*** Block opens ***

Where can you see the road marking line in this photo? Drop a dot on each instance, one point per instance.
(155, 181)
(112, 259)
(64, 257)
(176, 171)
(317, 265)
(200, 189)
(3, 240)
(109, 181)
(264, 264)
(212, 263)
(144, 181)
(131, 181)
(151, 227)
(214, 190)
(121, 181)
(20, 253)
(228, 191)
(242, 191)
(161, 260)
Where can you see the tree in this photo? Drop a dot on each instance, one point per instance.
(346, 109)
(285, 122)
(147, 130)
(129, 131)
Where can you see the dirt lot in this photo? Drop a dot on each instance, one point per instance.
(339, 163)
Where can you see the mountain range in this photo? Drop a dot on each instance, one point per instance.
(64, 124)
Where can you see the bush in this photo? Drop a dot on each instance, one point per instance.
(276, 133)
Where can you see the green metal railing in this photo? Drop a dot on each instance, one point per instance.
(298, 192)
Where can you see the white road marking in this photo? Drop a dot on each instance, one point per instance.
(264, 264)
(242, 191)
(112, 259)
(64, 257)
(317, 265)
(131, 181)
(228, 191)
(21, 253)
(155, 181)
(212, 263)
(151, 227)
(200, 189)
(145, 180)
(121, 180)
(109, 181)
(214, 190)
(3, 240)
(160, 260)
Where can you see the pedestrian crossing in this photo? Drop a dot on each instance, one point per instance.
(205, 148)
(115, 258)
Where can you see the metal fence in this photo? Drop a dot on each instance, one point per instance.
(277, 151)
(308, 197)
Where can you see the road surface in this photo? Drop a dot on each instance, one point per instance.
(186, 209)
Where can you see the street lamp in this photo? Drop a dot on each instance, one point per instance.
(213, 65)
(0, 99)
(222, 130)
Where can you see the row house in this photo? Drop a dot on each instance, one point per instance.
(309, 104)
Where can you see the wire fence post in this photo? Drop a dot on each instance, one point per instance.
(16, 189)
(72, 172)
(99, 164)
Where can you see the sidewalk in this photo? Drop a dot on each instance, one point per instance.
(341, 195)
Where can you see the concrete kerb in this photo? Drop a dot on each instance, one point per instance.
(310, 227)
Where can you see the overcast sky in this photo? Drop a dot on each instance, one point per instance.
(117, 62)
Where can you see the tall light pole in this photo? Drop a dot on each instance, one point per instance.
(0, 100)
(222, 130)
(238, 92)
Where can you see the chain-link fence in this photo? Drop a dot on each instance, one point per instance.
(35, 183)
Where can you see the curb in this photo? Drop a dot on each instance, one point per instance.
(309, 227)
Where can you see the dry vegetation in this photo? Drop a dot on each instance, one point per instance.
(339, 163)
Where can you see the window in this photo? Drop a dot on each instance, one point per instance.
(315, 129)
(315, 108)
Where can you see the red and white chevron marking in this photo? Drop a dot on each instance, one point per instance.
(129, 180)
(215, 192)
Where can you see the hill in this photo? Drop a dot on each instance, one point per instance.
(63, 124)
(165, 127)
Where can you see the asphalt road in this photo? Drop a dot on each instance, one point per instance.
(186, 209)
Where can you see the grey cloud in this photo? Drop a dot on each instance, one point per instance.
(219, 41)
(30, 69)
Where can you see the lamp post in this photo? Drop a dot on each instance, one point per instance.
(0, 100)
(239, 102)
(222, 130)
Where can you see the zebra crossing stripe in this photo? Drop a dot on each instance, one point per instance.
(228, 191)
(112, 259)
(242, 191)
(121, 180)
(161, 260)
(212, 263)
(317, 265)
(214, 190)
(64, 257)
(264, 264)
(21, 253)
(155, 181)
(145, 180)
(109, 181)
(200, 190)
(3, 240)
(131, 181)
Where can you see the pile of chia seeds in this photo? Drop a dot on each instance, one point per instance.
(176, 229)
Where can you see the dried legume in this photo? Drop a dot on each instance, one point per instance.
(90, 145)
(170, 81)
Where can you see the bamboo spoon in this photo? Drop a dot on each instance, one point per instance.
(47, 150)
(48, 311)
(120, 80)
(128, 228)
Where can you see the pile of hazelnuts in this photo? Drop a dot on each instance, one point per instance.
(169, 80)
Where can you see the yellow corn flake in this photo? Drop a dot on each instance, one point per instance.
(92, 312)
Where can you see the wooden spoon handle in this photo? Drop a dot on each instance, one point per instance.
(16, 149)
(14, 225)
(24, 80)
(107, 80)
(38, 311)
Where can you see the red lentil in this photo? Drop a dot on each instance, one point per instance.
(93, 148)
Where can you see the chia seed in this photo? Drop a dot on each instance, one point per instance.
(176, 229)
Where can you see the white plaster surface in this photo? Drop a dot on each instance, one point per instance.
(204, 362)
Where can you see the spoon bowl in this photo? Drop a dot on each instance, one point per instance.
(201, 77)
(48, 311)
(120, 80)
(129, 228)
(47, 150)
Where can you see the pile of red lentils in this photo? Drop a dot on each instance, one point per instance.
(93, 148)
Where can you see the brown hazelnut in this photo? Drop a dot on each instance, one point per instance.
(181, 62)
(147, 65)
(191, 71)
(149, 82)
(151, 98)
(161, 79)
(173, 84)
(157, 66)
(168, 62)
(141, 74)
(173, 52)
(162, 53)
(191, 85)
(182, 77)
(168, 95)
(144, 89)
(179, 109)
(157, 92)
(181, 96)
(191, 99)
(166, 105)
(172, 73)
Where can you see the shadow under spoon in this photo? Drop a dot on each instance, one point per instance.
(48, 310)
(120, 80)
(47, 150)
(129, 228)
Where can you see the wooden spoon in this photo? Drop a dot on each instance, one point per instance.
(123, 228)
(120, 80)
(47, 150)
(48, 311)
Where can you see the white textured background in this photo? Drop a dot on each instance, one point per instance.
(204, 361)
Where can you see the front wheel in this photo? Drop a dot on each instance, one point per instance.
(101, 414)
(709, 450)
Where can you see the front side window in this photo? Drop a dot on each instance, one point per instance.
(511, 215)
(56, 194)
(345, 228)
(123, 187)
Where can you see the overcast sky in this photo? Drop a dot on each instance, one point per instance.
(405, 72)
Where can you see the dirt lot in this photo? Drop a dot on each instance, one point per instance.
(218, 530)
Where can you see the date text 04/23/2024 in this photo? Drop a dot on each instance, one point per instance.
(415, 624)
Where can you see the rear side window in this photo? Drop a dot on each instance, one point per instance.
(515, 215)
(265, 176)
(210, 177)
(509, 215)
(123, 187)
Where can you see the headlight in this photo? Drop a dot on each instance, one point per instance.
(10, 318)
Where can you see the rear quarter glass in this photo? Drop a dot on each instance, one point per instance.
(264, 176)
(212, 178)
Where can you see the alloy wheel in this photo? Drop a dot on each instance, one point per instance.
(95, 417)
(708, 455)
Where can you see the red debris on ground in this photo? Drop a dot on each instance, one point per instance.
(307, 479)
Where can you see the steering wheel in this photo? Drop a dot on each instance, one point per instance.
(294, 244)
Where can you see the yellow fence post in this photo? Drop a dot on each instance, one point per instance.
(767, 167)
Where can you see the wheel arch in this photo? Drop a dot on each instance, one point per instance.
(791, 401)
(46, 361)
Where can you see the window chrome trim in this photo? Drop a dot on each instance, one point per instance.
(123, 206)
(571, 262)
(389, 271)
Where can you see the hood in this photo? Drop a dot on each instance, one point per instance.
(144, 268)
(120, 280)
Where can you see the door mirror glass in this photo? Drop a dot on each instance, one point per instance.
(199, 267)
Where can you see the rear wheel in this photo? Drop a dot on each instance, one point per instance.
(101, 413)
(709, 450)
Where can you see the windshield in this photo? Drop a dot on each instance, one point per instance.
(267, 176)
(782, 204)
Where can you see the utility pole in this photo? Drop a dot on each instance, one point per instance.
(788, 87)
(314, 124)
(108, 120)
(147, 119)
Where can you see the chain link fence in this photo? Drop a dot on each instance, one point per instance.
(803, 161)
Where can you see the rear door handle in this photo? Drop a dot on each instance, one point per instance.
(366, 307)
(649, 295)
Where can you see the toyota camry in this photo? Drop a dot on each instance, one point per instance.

*** Block closes ***

*Required work*
Please make your reply exactly the lines from the one containing "Where can you see the hood" through the end of the entries above, and nothing more.

*The completed task*
Where can you see the hood in this photo? Drop a dot on each instance, one point per instance.
(144, 268)
(120, 280)
Where can you see the door mirror glass in this photo? Drop a dot on each instance, one point per instance.
(199, 267)
Where can you see the rear wheel in this photo? Drop a dot on each instance, one point per instance.
(101, 413)
(709, 450)
Where can you see the windshield in this photo? Drop a dot on each instance, one point per instance.
(267, 176)
(782, 204)
Where can you see the utility pole in this photo? Drop a dot on each instance, one point per instance.
(788, 87)
(314, 124)
(108, 120)
(147, 119)
Where can you see the chain link fence in this photo? Drop a dot on each instance, one point per instance.
(803, 161)
Where can you see the rear door handle in this photo? Drop a dot on each instance, one point per instance.
(366, 307)
(649, 295)
Where can you see the toyota camry in this photo? Drop a dot on each instance, one point per instance.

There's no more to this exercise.